TEXT PROVIDED>

• • • • •

Title: Evaluation of the toxicity of Streptomyces aburaviensis (R9) towards various agricultural pests

Author
item SAADOUN, ISMAIL - University Of Sharjah
item BATAINEH, SEREEN - Jordan University Of Science & Technology
item ABABNEH, QUTAIBA - Jordan University Of Science & Technology
item HAMEED, KHALID - Jordan University Of Science & Technology
item Schrader, Kevin
item Cantrell, Charles
item Dayan, Franck
item Wedge, David

Submitted to: Agricultural Sciences
Publication Type: Peer Reviewed Journal
Publication Acceptance Date: 10/27/2011
Publication Date: 11/17/2011
Citation: Saadoun, I., Bataineh, S., Ababneh, Q., Hameed, K., Schrader, K., Cantrell, C.L., Dayan, F.E., Wedge, D.E. 2011. Evaluation of the toxicity of Streptomyces aburaviensis (R9) towards various agricultural pests. Agricultural Sciences. 2(4):491-497.

Interpretive Summary: Extract from a bacterial species that was isolated from a soil sample collected in Jordan was discovered to possess pesticidal activity. Specifically, the extract inhibited the growth of the type of blue-green algae that causes musty off-flavor in pond-raised channel catfish in Mississippi and was active against several species of plant pathogenic fungi that cause diseases in small fruits such as strawberries and muscadine grapes.

• • • • •

DATA RECORDS>
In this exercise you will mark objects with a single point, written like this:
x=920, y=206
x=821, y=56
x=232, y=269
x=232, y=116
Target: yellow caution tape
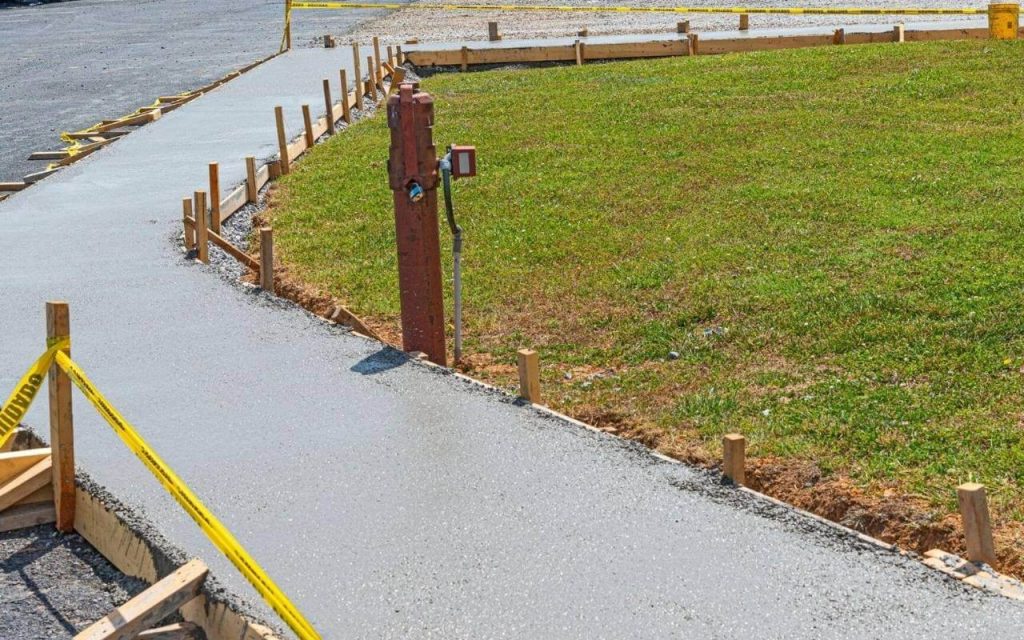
x=27, y=388
x=213, y=528
x=629, y=9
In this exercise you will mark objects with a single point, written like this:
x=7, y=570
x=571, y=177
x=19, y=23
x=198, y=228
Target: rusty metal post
x=413, y=177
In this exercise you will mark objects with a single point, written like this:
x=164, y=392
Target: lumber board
x=151, y=606
x=26, y=483
x=29, y=515
x=13, y=464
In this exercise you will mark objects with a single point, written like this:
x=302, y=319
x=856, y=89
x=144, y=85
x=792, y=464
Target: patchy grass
x=830, y=240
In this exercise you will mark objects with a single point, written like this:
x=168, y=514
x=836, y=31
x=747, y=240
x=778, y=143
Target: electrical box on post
x=463, y=161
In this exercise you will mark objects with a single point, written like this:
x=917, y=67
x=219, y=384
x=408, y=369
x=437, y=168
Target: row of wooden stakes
x=971, y=496
x=204, y=212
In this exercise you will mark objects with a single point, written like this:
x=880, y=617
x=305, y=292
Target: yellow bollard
x=1004, y=20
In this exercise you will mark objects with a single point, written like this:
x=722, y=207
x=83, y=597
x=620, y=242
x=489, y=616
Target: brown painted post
x=307, y=122
x=346, y=112
x=977, y=527
x=329, y=102
x=413, y=178
x=252, y=192
x=529, y=375
x=286, y=162
x=734, y=458
x=358, y=76
x=202, y=238
x=376, y=75
x=61, y=420
x=372, y=82
x=189, y=225
x=266, y=258
x=215, y=198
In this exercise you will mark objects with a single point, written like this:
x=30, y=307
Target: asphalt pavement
x=386, y=498
x=67, y=66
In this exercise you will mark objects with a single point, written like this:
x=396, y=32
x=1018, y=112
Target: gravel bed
x=434, y=26
x=54, y=586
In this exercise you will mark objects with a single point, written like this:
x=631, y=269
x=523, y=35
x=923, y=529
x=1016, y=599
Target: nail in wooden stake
x=61, y=421
x=358, y=76
x=188, y=223
x=329, y=102
x=346, y=112
x=372, y=82
x=266, y=258
x=286, y=162
x=215, y=198
x=307, y=121
x=529, y=375
x=734, y=458
x=252, y=193
x=202, y=238
x=977, y=527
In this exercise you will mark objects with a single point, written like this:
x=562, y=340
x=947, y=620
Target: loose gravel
x=53, y=586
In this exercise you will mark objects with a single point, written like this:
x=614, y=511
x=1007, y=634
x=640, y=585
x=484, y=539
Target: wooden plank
x=29, y=515
x=529, y=375
x=177, y=631
x=61, y=421
x=977, y=526
x=25, y=484
x=13, y=464
x=252, y=190
x=233, y=251
x=734, y=458
x=151, y=606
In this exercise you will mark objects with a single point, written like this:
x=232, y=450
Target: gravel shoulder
x=54, y=586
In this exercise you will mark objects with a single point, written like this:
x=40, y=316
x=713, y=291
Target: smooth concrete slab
x=389, y=500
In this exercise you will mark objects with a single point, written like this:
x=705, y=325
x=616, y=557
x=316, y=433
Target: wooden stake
x=151, y=606
x=61, y=421
x=252, y=193
x=529, y=376
x=358, y=76
x=266, y=258
x=285, y=162
x=202, y=240
x=977, y=527
x=372, y=81
x=215, y=198
x=188, y=223
x=307, y=122
x=734, y=458
x=377, y=60
x=346, y=112
x=329, y=102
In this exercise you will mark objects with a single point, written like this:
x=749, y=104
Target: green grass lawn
x=832, y=240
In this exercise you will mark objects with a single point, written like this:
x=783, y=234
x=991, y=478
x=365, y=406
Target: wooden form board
x=665, y=48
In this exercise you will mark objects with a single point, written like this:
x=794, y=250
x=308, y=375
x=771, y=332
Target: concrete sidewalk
x=388, y=499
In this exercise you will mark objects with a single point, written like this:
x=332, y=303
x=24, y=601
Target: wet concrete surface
x=387, y=499
x=67, y=66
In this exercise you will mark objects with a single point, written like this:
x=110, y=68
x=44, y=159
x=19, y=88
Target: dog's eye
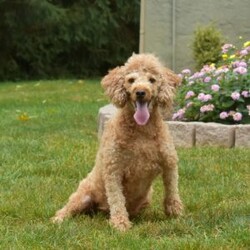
x=131, y=80
x=152, y=80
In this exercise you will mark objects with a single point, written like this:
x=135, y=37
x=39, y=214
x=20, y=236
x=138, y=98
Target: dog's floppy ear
x=113, y=84
x=166, y=92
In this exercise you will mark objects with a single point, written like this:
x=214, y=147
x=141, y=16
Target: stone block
x=242, y=136
x=183, y=133
x=214, y=134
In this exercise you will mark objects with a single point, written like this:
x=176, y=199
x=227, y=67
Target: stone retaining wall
x=190, y=134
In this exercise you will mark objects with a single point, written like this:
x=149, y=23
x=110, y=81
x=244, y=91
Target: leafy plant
x=206, y=45
x=217, y=94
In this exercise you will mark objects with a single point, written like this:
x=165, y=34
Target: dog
x=135, y=147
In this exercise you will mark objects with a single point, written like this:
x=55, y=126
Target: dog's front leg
x=118, y=214
x=172, y=202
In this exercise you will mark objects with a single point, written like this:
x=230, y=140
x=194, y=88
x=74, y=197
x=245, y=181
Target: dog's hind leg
x=80, y=201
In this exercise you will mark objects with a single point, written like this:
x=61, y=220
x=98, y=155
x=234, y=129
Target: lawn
x=48, y=142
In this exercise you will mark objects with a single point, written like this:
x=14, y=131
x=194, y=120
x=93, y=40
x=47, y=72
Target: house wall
x=167, y=26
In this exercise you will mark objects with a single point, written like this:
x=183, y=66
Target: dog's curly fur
x=131, y=155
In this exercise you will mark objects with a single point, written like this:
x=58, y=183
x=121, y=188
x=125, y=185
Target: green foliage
x=42, y=160
x=206, y=45
x=218, y=93
x=44, y=39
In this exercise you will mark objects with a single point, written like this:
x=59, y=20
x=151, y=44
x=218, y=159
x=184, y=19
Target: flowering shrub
x=218, y=93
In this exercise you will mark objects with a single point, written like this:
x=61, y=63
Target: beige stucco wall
x=167, y=26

• • • • •

Rewrite the part of the publication record that opens with the words containing "Interpretive Summary: Extract" and closes with "and muscadine grapes.", putting "berry crops" in place of "small fruits".

YOUR SOLUTION>
Interpretive Summary: Extract from a bacterial species that was isolated from a soil sample collected in Jordan was discovered to possess pesticidal activity. Specifically, the extract inhibited the growth of the type of blue-green algae that causes musty off-flavor in pond-raised channel catfish in Mississippi and was active against several species of plant pathogenic fungi that cause diseases in berry crops such as strawberries and muscadine grapes.